● **What you need to do**:
**1.** List every line in the entries that contains the string "green". Case counts.
**2.** Go on with the Guatemala travel text, starting right after its last sentence.

● **Source**:

It’s a great place for adventure and for doing “stuff”, really fun stuff such as zip-lining, kayaking, swimming in caves and diving from cliffs. Or, for the non adrenaline junkies among you, it’s a wonderful destination to learn about the country’s incredible arts and crafts and even how to cook. Guatemala also wildlife-rich with tapirs, lemurs, macaws, crocodiles and more calling the country home.
It’s a relatively small country meaning that its easy to cover a lot of ground in a relatively short amount of time. Nevertheless, as with all travels, it pays to do some planning before you set off particularly if you are visiting Guatemala with kids.

10-day Guatemala Itinerary
Table of Contents
Day 1: | Arrive Guatemala City, transfer to Antigua | Stay in Antigua |
Days 2 – 4: | Explore Antigua | Stay in Antigua |
Day 4: | Travel to Lake Atitlan, with a possible stop at Chichicastenango | Stay in Lake Atitlan |
Days 4 – 7: | Explore Lake Atitlan | Stay in Lake Atitlan |
Day 7: | Overland Lake Atitlan to Guatemala City, fly to Flores | Stay near Flores |
Days 7 – 10: | Explore Tikal | Stay near Flores |
Day 10: | Return Guatemala City |

Two-Week Guatemala Itinerary
If you have more time, then I would recommend the following two-week itinerary. Contrary to the 10-day itinerary, which includes flying from Guatemala City to Flores, this two-week itinerary involves all overland travel. If you are visiting Guatemala with kids then I would recommend this itinerary if your children are older and happy to do long car or bus journeys.

● **Task data**:
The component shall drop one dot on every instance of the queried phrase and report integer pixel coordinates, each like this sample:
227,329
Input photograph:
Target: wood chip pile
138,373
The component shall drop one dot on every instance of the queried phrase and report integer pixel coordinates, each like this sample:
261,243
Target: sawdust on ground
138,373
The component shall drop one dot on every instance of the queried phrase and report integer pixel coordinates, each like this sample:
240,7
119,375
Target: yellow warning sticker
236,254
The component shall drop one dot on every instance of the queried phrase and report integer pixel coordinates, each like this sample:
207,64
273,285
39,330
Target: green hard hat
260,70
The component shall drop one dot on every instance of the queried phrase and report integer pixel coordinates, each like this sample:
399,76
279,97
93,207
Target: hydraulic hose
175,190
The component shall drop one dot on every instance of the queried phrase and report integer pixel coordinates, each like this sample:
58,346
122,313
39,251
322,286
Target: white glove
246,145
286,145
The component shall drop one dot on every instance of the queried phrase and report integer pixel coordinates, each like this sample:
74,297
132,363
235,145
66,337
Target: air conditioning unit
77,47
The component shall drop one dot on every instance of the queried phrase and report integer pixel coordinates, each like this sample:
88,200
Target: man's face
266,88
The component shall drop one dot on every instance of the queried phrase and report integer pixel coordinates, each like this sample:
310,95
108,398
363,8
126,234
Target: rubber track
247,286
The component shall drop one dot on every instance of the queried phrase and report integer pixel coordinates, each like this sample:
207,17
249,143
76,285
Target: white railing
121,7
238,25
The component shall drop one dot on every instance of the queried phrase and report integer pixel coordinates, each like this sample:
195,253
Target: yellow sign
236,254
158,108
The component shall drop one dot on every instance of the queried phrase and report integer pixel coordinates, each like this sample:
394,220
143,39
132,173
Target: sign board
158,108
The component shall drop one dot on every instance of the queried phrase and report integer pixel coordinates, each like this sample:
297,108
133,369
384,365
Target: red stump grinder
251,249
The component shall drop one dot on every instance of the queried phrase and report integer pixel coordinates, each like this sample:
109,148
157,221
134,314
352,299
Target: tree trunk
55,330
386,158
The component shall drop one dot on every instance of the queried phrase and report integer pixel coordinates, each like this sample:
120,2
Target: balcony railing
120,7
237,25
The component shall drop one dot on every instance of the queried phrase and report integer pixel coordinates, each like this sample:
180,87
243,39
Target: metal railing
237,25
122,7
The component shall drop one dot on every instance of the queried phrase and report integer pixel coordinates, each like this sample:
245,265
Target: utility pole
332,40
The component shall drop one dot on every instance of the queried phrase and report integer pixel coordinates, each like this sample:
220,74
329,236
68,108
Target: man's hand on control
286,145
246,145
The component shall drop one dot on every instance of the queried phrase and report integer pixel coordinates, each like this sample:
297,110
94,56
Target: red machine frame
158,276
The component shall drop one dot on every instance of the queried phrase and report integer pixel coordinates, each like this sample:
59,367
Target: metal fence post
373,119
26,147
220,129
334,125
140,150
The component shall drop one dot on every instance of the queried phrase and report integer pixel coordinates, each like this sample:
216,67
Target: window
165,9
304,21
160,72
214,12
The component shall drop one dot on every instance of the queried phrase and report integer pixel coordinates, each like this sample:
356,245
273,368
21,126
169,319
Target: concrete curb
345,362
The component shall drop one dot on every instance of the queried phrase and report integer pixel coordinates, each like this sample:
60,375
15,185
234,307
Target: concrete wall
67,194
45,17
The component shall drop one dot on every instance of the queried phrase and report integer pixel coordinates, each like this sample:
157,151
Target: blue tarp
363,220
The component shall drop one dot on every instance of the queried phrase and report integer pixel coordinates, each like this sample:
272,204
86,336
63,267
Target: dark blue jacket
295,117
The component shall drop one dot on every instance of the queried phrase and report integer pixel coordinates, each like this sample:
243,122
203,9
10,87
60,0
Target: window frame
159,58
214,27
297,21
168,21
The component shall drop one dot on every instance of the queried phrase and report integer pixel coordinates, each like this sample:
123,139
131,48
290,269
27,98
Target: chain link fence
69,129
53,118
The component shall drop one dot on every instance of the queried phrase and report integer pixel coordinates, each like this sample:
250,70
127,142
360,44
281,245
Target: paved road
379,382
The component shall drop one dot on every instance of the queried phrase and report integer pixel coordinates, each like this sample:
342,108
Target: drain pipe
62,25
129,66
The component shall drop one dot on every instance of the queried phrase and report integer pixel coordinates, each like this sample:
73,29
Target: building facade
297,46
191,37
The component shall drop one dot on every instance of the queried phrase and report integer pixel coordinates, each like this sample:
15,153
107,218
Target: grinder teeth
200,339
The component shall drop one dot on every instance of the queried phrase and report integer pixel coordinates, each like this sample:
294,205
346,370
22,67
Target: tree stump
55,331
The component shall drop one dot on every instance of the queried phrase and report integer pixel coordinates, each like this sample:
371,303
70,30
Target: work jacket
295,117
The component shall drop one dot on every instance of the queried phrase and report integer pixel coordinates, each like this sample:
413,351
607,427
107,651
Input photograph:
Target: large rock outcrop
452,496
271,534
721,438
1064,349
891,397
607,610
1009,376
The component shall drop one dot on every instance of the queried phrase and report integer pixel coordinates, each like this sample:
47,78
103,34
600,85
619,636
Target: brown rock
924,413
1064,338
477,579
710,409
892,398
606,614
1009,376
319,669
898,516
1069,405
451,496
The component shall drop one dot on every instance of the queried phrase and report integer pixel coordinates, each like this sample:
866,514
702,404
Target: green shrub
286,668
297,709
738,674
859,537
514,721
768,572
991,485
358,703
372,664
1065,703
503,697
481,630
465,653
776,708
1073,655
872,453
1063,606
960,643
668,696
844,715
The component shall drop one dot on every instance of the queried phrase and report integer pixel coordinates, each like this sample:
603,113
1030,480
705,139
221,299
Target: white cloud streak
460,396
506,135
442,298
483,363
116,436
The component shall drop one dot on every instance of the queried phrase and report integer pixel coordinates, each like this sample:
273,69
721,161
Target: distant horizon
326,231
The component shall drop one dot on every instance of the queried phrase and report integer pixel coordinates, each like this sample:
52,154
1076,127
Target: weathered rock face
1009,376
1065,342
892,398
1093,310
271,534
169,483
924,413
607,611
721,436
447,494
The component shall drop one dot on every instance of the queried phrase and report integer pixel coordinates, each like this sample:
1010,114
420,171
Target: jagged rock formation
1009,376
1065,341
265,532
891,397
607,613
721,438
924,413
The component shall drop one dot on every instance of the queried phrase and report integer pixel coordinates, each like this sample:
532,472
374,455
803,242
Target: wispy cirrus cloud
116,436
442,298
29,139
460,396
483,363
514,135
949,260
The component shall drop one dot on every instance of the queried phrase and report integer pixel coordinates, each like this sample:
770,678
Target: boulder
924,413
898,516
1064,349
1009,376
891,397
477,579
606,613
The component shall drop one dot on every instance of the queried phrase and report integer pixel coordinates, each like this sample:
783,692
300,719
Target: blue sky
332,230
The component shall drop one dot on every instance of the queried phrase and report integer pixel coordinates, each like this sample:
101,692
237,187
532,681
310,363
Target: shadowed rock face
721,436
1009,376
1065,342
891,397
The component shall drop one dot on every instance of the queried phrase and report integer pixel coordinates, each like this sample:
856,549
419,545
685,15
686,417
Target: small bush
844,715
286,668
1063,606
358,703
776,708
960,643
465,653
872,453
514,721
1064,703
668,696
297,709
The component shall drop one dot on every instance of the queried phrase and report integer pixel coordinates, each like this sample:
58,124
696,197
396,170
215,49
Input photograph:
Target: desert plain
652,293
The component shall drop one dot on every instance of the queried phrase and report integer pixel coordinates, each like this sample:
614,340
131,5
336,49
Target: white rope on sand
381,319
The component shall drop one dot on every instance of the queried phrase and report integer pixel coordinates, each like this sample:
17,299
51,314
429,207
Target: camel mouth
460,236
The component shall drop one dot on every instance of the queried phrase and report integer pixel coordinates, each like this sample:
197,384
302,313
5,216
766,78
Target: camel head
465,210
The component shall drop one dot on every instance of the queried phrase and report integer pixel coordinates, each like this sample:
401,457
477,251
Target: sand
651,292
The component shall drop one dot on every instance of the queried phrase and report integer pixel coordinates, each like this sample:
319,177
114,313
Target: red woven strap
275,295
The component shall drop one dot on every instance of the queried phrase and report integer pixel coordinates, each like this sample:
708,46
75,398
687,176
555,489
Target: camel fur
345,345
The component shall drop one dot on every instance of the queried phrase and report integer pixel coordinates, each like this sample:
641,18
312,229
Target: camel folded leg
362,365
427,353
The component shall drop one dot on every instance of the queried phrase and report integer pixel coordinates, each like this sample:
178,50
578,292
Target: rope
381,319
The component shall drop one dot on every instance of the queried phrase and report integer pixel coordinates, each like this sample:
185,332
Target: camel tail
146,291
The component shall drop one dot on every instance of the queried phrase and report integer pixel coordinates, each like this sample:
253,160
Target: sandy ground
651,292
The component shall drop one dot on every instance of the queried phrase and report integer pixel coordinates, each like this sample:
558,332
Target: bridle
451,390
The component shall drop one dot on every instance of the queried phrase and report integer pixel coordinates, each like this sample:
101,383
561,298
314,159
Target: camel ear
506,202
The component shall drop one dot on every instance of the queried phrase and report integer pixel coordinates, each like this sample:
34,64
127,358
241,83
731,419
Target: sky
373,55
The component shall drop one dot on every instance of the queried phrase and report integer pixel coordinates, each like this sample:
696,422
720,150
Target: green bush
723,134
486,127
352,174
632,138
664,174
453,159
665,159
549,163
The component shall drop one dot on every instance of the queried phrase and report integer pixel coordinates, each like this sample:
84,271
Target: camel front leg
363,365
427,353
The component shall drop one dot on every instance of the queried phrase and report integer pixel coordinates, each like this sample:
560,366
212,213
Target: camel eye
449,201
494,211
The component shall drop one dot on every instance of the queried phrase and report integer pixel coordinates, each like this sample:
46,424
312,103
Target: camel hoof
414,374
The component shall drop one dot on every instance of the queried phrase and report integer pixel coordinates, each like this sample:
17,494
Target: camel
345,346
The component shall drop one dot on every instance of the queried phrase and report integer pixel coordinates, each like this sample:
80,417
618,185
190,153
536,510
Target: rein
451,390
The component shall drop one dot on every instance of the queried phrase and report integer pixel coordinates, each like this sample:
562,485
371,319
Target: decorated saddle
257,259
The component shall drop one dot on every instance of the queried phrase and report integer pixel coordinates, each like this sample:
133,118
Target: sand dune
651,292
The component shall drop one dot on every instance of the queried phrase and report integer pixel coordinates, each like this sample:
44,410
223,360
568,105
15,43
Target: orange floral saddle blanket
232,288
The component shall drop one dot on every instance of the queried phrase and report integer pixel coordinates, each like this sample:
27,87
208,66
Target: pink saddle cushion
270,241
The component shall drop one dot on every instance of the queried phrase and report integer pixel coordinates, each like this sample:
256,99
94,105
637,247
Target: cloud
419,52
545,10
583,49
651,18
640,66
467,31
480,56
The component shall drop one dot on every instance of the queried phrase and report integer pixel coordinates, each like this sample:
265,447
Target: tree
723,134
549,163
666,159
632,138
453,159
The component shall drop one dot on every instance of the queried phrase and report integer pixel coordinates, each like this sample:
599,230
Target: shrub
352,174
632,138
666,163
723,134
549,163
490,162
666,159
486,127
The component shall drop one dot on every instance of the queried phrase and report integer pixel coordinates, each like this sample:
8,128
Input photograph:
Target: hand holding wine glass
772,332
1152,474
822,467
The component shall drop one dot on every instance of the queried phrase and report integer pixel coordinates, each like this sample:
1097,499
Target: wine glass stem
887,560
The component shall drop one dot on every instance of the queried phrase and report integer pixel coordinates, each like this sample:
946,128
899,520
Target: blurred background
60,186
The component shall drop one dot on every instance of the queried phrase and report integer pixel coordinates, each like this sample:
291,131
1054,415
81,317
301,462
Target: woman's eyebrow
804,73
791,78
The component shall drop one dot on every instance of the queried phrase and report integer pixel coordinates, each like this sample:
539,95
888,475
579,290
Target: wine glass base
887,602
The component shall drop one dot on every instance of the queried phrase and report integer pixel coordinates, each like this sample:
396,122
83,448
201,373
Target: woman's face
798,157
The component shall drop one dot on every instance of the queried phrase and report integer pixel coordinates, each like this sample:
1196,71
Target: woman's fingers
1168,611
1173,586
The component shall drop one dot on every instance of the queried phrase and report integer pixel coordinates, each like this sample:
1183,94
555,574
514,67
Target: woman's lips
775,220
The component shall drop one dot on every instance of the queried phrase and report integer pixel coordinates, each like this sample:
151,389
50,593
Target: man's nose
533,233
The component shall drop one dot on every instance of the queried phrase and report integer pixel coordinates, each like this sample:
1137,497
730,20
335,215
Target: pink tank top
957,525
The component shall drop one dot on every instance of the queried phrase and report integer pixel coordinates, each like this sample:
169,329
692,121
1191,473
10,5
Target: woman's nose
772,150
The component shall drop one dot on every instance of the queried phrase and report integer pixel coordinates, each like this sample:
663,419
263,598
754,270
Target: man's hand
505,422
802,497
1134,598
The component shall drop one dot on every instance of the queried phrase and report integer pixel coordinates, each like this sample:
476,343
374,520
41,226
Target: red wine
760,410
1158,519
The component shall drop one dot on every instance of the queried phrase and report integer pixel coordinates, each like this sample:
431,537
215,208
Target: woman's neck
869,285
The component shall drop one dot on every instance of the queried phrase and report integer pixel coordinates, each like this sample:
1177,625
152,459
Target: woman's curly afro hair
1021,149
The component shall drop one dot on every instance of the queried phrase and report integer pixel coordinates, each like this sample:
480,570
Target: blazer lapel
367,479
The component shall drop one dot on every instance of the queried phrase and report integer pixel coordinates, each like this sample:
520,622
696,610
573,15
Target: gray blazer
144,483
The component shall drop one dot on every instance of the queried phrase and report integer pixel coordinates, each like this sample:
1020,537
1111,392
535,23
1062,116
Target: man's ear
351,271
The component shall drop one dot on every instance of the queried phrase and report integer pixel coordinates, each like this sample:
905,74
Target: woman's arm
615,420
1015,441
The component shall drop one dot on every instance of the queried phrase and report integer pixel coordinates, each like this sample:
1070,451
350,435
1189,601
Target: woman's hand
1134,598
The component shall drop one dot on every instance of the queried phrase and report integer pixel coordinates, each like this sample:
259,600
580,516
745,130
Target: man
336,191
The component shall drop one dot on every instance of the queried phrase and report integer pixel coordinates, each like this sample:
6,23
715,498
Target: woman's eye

● **Written responses**:
**1.**
Target: green hard hat
Target: green shrub
Target: green bush

**2.**
Day 1: | Arrive Guatemala City, transfer to Antigua | Stay Antigua |
Days 2 – 3: | Explore Antigua | Stay Antigua |
Day 4: | Antigua to Lake Atitlan, with a possible stop at Chichicastenango | Stay Lake Atitlan |
Days 4 – 6: | Explore Lake Atitlan | Stay Lake Atitlan |
Day 7: | Travel Lake Atitlan to Xela | Stay Xela |
Day 8: | Xela | Stay Xela |
Day 9: | Travel Xela to Semuc Champey | Stay in Lanquin, near Semuc Champey |
Day 10: | Explore Semuc Champey | Stay in Lanquin |
Day 11: | Travel Semuc Champey to Flores and Tikal National Park | Stay near Flores |
Day 12 – 14: | Tikal National Park | Stay near Flores |
Day 14: | Return to Guatemala City. |
Guatemala Itineraries

Below are brief introductions to each destination listed on the itineraries, I have more detailed blog posts on Guatemala’s highlights here.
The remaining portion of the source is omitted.